**GIVEN TASK**
In the stretch from the line containing "Please point out the duck bill, giving" through the end of the entries, change every "duck" to "bird" and write that stretch out again with nothing else altered.
Start of DATA FOR THIS TASK
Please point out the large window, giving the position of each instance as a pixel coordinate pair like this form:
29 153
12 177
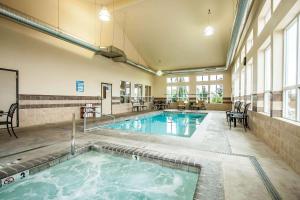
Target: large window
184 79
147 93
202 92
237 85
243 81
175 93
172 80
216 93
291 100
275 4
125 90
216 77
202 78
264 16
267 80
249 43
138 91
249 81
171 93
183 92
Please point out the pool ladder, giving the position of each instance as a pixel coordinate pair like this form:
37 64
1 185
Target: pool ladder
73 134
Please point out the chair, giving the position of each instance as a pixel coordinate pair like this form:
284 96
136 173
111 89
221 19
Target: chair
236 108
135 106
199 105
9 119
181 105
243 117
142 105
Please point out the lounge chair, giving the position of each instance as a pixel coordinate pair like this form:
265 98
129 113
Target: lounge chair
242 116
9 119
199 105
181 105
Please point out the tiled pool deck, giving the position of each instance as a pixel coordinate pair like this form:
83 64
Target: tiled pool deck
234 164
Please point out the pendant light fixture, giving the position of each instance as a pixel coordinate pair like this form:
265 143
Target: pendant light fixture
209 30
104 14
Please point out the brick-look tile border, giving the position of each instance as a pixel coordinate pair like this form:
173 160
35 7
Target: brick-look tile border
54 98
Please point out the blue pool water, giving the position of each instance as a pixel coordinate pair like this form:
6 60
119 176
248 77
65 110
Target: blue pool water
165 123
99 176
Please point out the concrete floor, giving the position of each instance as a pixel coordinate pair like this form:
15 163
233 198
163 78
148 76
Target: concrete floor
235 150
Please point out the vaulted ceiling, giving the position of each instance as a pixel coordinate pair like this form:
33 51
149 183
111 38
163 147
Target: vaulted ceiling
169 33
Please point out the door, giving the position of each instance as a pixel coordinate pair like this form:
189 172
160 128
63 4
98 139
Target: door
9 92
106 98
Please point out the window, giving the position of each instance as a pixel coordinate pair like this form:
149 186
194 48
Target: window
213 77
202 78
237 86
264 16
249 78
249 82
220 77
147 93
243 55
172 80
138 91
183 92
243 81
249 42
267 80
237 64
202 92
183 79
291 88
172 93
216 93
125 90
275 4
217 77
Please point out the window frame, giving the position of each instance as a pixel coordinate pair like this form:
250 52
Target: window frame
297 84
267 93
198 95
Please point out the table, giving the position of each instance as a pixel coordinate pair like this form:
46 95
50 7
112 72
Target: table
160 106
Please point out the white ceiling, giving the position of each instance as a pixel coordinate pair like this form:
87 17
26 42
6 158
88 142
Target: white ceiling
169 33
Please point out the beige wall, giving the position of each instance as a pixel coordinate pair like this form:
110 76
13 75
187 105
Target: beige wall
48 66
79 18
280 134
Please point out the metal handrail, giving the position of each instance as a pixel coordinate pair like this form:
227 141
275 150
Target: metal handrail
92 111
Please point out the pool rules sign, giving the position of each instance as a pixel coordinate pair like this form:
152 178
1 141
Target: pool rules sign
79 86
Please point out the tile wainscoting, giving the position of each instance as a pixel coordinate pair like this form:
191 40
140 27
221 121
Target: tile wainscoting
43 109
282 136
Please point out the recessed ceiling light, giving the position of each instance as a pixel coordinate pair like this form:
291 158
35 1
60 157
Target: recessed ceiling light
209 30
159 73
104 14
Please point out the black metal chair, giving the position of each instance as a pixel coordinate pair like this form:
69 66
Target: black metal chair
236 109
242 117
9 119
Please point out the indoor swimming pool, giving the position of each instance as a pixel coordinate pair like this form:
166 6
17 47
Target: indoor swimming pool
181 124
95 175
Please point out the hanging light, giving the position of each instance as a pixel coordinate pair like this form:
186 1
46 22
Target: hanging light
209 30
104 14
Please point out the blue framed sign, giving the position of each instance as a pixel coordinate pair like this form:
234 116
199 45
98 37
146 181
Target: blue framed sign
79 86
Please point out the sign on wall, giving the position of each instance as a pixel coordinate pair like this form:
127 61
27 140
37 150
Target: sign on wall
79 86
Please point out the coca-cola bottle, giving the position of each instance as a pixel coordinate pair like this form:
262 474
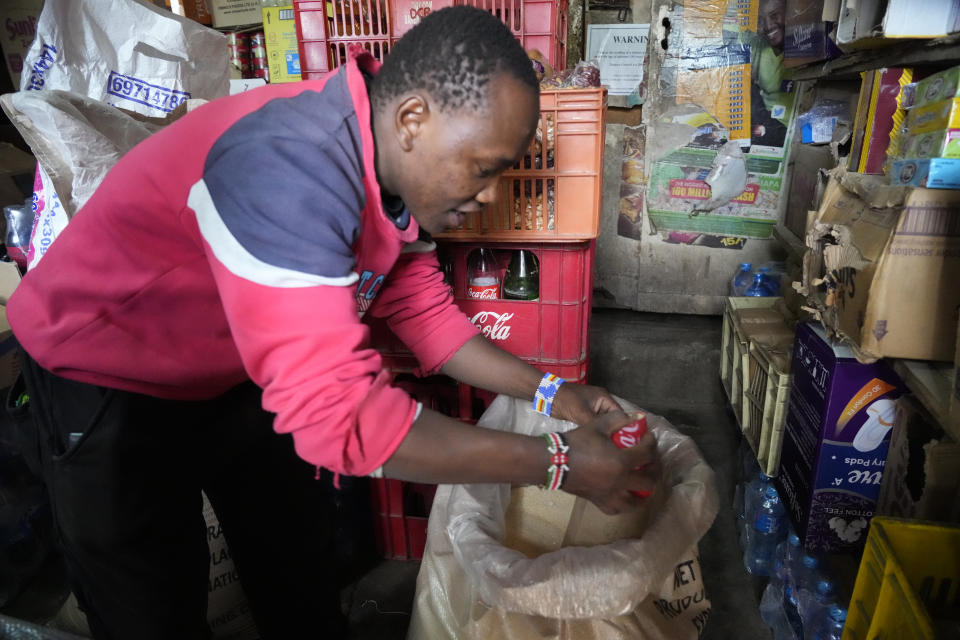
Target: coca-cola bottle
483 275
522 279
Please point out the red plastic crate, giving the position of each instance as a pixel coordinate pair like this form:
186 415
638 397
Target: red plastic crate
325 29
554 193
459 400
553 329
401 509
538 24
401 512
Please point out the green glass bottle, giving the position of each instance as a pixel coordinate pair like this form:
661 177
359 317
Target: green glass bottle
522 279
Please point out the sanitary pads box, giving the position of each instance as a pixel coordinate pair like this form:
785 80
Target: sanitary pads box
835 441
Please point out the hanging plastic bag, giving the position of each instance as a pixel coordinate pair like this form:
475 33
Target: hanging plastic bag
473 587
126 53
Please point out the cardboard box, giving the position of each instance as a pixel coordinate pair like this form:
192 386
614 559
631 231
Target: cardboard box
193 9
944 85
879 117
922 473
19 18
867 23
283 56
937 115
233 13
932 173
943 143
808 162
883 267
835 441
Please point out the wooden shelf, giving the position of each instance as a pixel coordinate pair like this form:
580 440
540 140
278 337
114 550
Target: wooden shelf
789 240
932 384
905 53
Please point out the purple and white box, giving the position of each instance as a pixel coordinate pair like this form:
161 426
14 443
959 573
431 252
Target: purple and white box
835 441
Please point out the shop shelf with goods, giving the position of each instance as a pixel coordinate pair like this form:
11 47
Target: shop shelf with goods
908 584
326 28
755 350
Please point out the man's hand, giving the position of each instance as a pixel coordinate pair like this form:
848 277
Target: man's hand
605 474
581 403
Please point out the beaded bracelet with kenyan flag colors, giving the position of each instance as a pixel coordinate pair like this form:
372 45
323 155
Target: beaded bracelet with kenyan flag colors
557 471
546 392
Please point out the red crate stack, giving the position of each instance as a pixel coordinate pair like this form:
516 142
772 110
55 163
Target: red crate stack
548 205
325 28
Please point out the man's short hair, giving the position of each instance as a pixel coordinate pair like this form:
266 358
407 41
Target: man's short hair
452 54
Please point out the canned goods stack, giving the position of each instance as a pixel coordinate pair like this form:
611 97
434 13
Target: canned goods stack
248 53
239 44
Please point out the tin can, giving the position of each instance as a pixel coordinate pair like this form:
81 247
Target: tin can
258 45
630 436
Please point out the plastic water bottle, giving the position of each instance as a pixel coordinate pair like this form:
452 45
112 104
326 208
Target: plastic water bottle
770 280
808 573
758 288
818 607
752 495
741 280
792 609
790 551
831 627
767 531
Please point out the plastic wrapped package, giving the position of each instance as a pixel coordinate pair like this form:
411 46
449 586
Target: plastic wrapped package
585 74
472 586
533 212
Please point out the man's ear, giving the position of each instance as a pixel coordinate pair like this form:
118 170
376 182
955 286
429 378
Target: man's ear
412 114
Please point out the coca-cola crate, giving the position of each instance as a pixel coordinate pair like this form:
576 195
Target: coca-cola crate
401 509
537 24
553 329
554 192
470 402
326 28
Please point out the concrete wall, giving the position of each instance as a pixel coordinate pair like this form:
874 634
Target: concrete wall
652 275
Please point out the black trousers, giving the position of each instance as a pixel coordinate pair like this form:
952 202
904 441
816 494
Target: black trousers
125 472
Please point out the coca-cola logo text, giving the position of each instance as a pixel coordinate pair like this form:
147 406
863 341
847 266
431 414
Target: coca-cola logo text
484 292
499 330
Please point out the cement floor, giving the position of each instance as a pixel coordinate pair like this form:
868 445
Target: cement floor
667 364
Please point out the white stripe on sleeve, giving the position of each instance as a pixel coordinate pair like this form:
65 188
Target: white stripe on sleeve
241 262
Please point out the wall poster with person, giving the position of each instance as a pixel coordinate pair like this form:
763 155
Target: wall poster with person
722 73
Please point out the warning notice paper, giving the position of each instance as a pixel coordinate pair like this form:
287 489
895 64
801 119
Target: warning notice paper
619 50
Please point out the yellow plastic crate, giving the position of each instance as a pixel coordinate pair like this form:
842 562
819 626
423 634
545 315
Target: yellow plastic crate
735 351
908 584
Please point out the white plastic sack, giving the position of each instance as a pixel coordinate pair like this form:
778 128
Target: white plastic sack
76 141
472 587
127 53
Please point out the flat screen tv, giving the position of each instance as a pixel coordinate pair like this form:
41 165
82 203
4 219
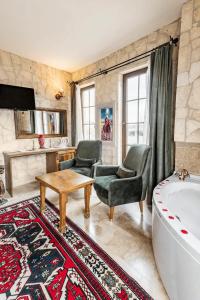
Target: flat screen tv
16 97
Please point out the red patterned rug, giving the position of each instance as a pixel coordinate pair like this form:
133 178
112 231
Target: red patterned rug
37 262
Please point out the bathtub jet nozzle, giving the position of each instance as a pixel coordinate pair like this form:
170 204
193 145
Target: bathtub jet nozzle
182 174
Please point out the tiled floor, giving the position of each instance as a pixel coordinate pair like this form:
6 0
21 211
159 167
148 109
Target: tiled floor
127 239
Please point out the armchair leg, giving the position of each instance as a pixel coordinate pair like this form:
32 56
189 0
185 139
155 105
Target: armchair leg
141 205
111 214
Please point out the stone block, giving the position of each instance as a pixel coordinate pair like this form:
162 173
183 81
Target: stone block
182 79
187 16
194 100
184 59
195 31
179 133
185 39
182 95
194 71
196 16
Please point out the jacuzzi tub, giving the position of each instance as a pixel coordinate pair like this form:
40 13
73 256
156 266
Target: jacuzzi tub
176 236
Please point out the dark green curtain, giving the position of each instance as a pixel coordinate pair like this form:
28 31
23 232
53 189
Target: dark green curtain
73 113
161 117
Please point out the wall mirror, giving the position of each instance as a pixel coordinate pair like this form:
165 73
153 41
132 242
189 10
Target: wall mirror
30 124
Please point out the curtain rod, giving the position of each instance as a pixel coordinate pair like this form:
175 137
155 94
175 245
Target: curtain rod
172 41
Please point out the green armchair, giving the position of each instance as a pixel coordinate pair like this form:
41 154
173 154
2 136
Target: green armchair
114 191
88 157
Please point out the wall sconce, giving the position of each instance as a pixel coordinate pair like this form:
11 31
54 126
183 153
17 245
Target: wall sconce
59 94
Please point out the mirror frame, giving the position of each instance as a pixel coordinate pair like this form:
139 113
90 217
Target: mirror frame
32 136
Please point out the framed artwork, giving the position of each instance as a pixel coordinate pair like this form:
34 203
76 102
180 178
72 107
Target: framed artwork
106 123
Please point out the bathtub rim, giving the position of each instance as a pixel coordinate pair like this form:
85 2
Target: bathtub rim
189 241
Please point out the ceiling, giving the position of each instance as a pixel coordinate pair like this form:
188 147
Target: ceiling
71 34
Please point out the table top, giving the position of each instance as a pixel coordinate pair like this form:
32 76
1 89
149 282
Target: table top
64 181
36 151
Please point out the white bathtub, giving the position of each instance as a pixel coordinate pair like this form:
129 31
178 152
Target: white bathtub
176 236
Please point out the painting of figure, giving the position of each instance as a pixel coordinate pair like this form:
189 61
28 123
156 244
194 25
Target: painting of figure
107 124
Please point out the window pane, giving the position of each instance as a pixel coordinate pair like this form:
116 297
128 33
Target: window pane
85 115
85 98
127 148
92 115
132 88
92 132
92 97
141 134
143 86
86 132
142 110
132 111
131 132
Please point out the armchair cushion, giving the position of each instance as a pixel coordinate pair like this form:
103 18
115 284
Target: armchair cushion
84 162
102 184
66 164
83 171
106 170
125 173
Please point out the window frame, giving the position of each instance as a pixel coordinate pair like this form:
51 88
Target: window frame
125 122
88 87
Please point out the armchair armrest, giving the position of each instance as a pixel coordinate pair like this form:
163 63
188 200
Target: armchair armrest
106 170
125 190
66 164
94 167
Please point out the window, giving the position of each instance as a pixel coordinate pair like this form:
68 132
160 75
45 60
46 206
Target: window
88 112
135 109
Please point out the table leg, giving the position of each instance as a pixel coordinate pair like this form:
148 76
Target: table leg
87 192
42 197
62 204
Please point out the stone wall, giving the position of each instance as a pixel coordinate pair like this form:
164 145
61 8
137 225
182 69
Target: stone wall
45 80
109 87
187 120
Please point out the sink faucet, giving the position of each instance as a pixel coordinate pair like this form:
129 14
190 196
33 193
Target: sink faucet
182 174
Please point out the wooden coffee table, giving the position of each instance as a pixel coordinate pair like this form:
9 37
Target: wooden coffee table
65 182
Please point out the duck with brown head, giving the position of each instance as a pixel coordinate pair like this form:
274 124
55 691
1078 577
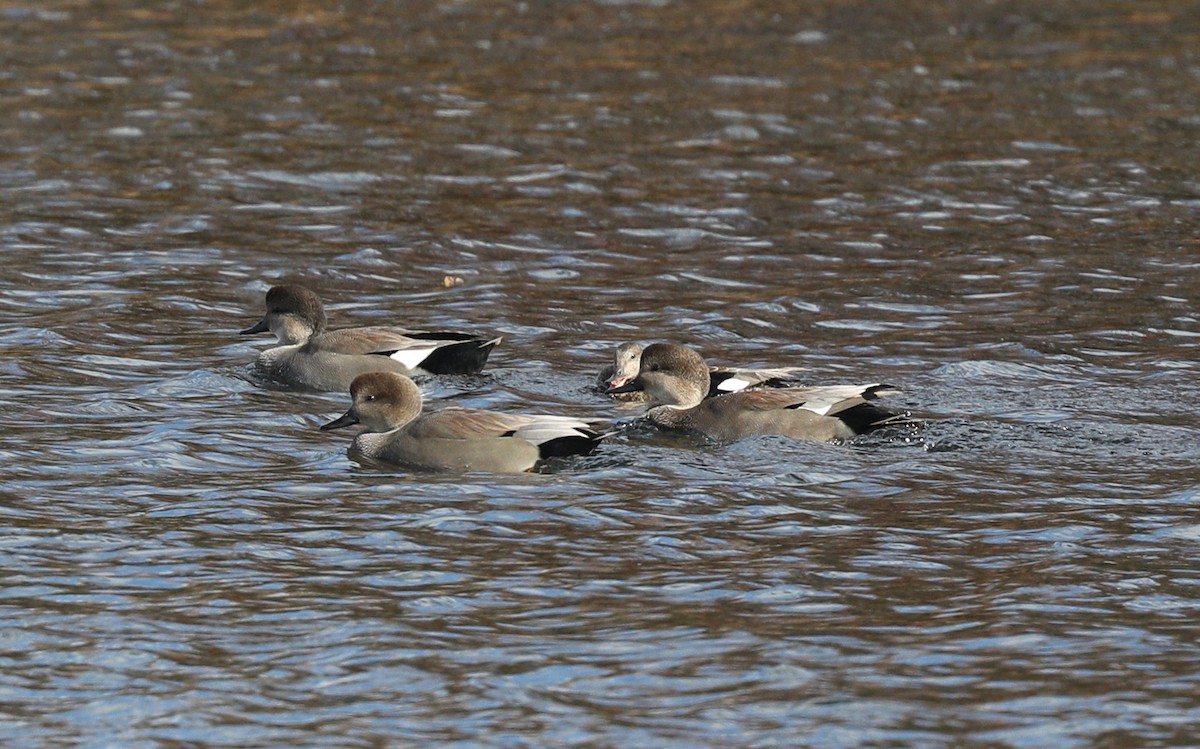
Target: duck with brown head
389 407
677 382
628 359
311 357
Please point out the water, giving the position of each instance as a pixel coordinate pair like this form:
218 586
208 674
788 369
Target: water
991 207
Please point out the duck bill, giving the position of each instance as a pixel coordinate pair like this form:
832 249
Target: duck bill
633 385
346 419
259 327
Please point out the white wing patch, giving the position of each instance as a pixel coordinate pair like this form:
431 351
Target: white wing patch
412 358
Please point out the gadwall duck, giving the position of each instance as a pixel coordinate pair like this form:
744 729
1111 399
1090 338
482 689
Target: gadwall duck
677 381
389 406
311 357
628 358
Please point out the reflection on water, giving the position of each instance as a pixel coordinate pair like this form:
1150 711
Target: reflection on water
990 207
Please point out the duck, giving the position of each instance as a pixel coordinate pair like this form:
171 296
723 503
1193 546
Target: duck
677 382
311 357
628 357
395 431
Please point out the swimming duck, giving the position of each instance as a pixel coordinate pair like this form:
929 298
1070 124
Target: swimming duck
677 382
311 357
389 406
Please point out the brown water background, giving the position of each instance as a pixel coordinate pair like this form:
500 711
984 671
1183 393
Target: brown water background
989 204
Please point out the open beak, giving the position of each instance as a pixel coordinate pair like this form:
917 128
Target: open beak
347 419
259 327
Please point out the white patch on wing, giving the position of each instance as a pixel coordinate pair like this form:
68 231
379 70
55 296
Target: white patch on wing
End of DATA FOR THIS TASK
**THE RESPONSE**
Please point out the bird bill, giving the position of each instance as a pixel coordinate pair like this form:
832 249
Target: bird bill
633 385
346 419
259 327
Please point out the white wing patch, giving the position of each instance as a pixel coordinate pair like this form:
431 351
Target: white wing patch
412 358
Please point out the gadwall bird, giving the position of each instance as a pixel coordinate pair like this form:
744 729
1111 399
1090 338
482 689
Target: gadwall bird
677 381
389 406
311 357
628 358
Please point out the reflection on water, giving the position of each instance as a pixel coordinate pair like this form:
1150 711
Target: reflection on water
990 207
Please point out the bird, giving the position of each instance as a pixel coordinate pair like this form:
171 296
723 503
1193 546
Target: bird
677 382
311 357
628 357
395 431
Please point out the swimming bird, giving the position of each instance as a pixel coordinate pair like this form:
929 298
1070 124
Target: swimming bird
677 382
311 357
389 406
Please point out the brown water background, giving the position of each instance as a pixel coordinate pair like this form:
500 711
984 671
1183 393
Target: brown water background
989 204
Please point out the open beak, giving the position of each instance as a pixel coordinate pair like this form:
917 128
Target: open beak
347 419
259 327
Please point out the white patch on wing, giving the position of each instance as a pixel coordinate pair like this form:
68 231
379 70
55 296
Target: white patch on wing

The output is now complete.